- **GIVEN PASSAGE**:
▶

Civil rights groups say only 2 percent of applicants for waivers under the travel ban have received them. (malisunshine/Twenty20)
Civil rights groups say only 2 percent of applicants for waivers under the travel ban have received them. (malisunshine/Twenty20)
August 2, 2018

SEATTLE – Civil rights groups are mounting another challenge to the Trump administration's travel ban with a lawsuit alleging the waiver process in the ban is a "sham" that is keeping families apart.

Groups, including two based in Washington state, and plaintiffs from all of the Muslim-majority countries in Trump's travel ban, filed a class action lawsuit in a Seattle district court on Wednesday.

The organizations involved in this lawsuit say only 2 percent of applicants for waivers have received them.

Babak Yousefzadeh, president of the Iranian American Bar Association, says the waiver process is, at best, arbitrary and haphazard.

◀

- **WHAT IS ASKED**:
1 – In the travel ban article, where was the class action lawsuit filed?
2 – Put this sentence from the travel ban article into Spanish: "The organizations involved in this lawsuit say only 2 percent of applicants for waivers have received them."

- **COLLECTED MATERIAL**:

▶

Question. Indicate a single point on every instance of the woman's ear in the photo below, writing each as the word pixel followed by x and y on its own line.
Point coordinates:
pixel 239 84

◀

- **EXERCISE ANSWERS**:
1 – In a Seattle district court.

2 – Las organizaciones involucradas en esta demanda dicen que solo el 2 por ciento de los solicitantes de exenciones las han recibido.